** START OF DATA EXTRACT **

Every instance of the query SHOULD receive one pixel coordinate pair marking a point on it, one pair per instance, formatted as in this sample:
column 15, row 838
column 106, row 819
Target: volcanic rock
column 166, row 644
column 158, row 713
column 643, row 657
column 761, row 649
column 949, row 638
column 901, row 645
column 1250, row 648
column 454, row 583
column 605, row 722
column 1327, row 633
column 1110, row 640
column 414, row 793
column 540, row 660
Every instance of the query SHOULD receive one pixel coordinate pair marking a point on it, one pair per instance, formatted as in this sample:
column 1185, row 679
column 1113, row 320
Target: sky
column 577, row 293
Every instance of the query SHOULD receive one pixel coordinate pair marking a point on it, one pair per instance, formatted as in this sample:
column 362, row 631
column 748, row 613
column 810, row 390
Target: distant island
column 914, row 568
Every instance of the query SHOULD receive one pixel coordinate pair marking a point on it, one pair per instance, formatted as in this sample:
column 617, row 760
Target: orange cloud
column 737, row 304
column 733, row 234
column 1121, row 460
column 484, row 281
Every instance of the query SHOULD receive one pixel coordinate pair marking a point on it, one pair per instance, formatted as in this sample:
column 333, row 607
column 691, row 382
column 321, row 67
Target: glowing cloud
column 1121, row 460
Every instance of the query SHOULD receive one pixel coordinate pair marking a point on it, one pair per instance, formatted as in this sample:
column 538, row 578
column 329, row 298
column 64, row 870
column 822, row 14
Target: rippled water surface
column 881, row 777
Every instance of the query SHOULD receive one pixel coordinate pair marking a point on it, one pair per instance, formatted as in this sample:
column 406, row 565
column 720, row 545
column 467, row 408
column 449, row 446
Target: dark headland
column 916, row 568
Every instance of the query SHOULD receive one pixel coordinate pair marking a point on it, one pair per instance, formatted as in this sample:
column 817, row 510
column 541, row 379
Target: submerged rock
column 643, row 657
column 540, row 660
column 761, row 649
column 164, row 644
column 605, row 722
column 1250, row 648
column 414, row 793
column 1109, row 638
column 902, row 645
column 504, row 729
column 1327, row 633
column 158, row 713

** END OF DATA EXTRACT **

Which lines of the material above contain the string "cloud"? Pull out each of them.

--- COMPLETE ANSWER ---
Target: orange cloud
Target: glowing cloud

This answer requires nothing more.